*** Extract
Complete Source Code:

import pandas as pd
import numpy as np
from graphviz import Digraph

rawdf = pd.read_csv('./data.csv', keep_default_na=False)
element1 = rawdf[['id', 'mid']]
element2 = rawdf[['id', 'fid']]
element1.columns = ['Child', 'ParentID']
element2.columns = element1.columns

element = pd.concat([element1, element2])
element.replace('', np.nan, regex=True, inplace = True)
t = pd.DataFrame({'tmp':['no_entry'+str(i)for i in range(element.shape[0])]})
element['ParentID'].fillna(t['tmp'], inplace=True)
df = element.merge(rawdf, left_index=True, right_index=True, how='left')

df['name'] = df[df.columns[4:6]].apply(lambda x: ' '.join(x.dropna().astype(str)),
             axis=1)
df = df.drop(['Child', 'fid', 'mid', 'first_name', 'last_name'], axis=1)
******
*** Extracted entries
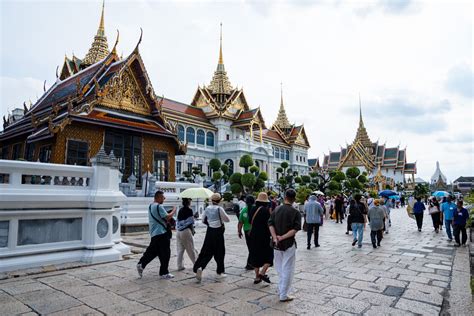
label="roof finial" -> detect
[280,81,283,107]
[219,22,224,65]
[97,0,105,36]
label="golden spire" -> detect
[208,23,233,96]
[219,22,224,65]
[97,0,105,36]
[82,0,109,67]
[275,82,291,129]
[354,94,373,147]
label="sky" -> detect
[0,0,474,182]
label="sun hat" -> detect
[255,192,268,203]
[211,193,222,202]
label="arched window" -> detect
[186,127,196,144]
[224,159,234,174]
[206,132,214,147]
[197,129,205,145]
[178,125,184,142]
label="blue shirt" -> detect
[148,203,168,237]
[413,202,426,214]
[453,207,469,226]
[441,202,457,221]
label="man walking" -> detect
[137,191,176,279]
[304,195,324,250]
[268,189,301,302]
[453,200,469,247]
[441,196,456,241]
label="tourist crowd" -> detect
[137,189,468,302]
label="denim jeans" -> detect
[352,223,364,246]
[444,219,453,240]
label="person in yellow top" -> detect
[237,195,255,270]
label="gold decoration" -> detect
[103,69,150,115]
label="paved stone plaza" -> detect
[0,209,473,315]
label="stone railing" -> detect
[0,151,130,272]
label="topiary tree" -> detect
[239,155,253,173]
[209,158,221,171]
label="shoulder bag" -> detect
[148,205,173,239]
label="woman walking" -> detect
[249,192,273,284]
[428,198,441,233]
[176,199,197,271]
[237,195,255,270]
[193,193,230,282]
[413,197,426,232]
[349,195,365,248]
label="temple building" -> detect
[0,3,186,185]
[430,161,448,191]
[322,103,416,189]
[163,30,310,182]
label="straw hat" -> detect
[255,192,268,203]
[211,193,222,202]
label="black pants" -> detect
[370,229,383,246]
[415,213,423,229]
[193,227,225,274]
[306,223,320,247]
[138,234,171,275]
[431,212,441,229]
[244,232,252,267]
[453,225,467,245]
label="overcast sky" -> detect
[0,0,474,181]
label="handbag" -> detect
[248,206,262,235]
[217,206,225,232]
[148,205,173,239]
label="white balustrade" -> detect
[0,160,130,272]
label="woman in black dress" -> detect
[249,192,273,284]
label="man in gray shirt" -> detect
[367,200,385,248]
[304,195,324,250]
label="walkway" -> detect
[0,209,472,315]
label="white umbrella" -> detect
[179,187,214,199]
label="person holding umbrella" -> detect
[413,197,426,232]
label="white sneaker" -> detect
[160,273,174,280]
[196,268,202,283]
[137,263,143,279]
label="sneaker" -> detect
[260,274,272,283]
[137,263,143,279]
[160,273,174,280]
[196,268,202,282]
[280,296,295,303]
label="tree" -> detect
[239,155,253,173]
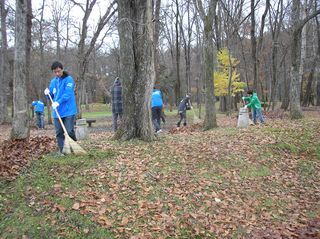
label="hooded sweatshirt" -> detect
[247,93,261,110]
[49,71,77,118]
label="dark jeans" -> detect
[177,111,187,127]
[54,115,77,152]
[252,109,264,124]
[151,106,162,131]
[36,112,44,129]
[112,113,122,131]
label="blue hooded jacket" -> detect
[49,71,77,118]
[151,89,163,108]
[32,100,44,113]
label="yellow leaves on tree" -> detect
[214,48,246,96]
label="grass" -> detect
[0,151,113,238]
[0,113,320,238]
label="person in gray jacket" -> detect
[177,94,192,127]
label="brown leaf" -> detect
[72,202,80,210]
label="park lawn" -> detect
[0,115,320,238]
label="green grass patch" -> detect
[240,165,271,178]
[0,148,114,238]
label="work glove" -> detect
[44,88,50,95]
[52,102,59,110]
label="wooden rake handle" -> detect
[48,93,69,136]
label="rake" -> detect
[192,108,201,124]
[48,94,87,155]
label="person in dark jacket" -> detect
[111,77,122,131]
[151,89,163,133]
[177,94,192,127]
[32,100,44,129]
[44,61,77,153]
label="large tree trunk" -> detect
[290,0,320,119]
[11,0,31,139]
[290,0,303,119]
[175,0,181,102]
[72,0,116,118]
[281,61,291,110]
[299,0,308,104]
[250,0,258,90]
[315,1,320,106]
[203,0,217,130]
[194,0,218,130]
[153,0,161,83]
[302,66,314,107]
[115,0,155,141]
[0,0,9,124]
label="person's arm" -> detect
[247,97,257,108]
[45,79,54,99]
[56,76,74,104]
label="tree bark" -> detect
[250,0,258,90]
[290,0,320,119]
[175,0,181,102]
[72,0,116,118]
[114,0,155,141]
[194,0,217,130]
[153,0,161,83]
[0,0,9,124]
[11,0,31,139]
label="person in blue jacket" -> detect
[32,100,44,129]
[151,88,163,133]
[44,61,77,153]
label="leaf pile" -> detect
[59,117,320,238]
[263,109,286,119]
[0,117,320,239]
[251,218,320,239]
[0,136,55,180]
[169,123,203,134]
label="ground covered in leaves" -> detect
[0,136,55,180]
[0,113,320,239]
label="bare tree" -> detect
[290,0,320,119]
[193,0,218,130]
[0,0,9,124]
[315,1,320,106]
[11,0,31,139]
[72,0,116,117]
[153,0,161,83]
[115,0,155,141]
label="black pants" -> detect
[151,106,162,131]
[177,111,187,127]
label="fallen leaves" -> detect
[0,136,55,180]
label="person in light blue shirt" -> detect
[32,100,44,129]
[44,61,77,153]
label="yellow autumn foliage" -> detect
[214,48,246,96]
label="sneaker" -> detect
[55,151,64,157]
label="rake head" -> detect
[62,135,87,155]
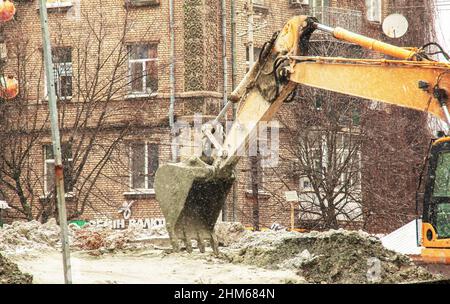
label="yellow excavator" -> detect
[155,16,450,263]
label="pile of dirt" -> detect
[71,225,168,253]
[226,229,436,283]
[0,254,33,284]
[0,219,61,254]
[214,222,251,246]
[0,219,168,255]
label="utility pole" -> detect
[247,0,255,70]
[39,0,72,284]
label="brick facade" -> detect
[3,0,436,235]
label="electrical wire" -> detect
[420,42,450,61]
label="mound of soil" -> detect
[227,230,437,283]
[0,254,33,284]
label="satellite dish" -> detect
[383,14,408,38]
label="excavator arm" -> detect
[155,16,450,253]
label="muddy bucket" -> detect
[154,157,234,254]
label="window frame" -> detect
[45,0,73,10]
[44,46,73,101]
[128,141,160,194]
[365,0,383,23]
[127,42,159,97]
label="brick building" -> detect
[0,0,436,230]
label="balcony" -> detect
[302,6,363,33]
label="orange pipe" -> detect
[333,27,416,60]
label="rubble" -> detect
[73,225,168,253]
[214,222,251,246]
[0,219,168,255]
[225,229,436,283]
[0,254,33,284]
[0,219,61,255]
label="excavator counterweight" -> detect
[155,16,450,254]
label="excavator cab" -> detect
[155,16,450,256]
[422,136,450,264]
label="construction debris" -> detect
[214,222,251,246]
[0,219,168,255]
[0,254,33,284]
[72,225,168,253]
[225,229,436,283]
[0,219,61,255]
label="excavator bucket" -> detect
[154,16,316,254]
[154,157,234,254]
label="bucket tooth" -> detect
[155,157,234,254]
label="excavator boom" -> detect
[155,16,450,253]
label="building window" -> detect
[309,0,330,7]
[44,143,73,194]
[45,47,73,99]
[125,0,160,6]
[247,156,264,195]
[366,0,381,22]
[245,46,261,72]
[130,143,159,190]
[128,44,158,94]
[46,0,73,9]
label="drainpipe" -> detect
[231,0,238,222]
[222,0,228,106]
[222,0,228,221]
[169,0,178,162]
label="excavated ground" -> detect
[0,254,33,284]
[220,224,440,283]
[0,220,442,283]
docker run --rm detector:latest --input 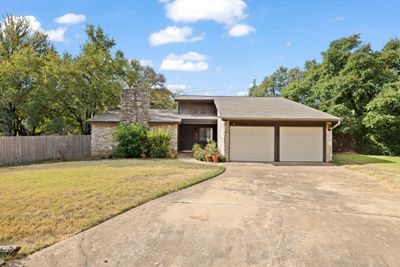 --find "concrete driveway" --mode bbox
[17,163,400,266]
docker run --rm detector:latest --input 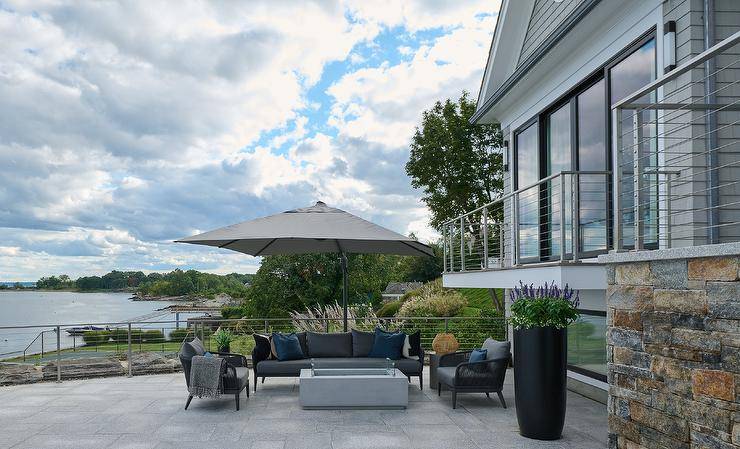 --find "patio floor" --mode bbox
[0,372,607,449]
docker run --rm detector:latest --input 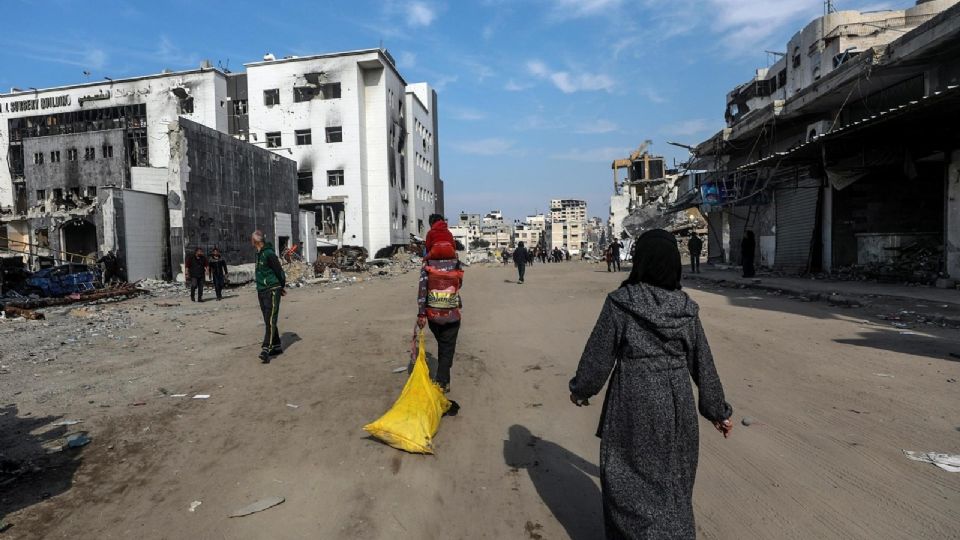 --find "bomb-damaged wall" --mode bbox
******
» **Exercise instructions**:
A: In the source code, what value is passed for keep_default_na when the CSV file is read?
B: Print the part of the source code starting at "import pandas as" and ending at "element = pd.concat([element1, element2])".
C: List every column name dropped in the final line of the source code.
This material has no connection to the source code.

» **Answers given**:
A: False

B:
import pandas as pd
import numpy as np
from graphviz import Digraph

rawdf = pd.read_csv('./data.csv', keep_default_na=False)
element1 = rawdf[['id', 'mid']]
element2 = rawdf[['id', 'fid']]
element1.columns = ['Child', 'ParentID']
element2.columns = element1.columns

element = pd.concat([element1, element2])

C: Child, fid, mid, first_name, last_name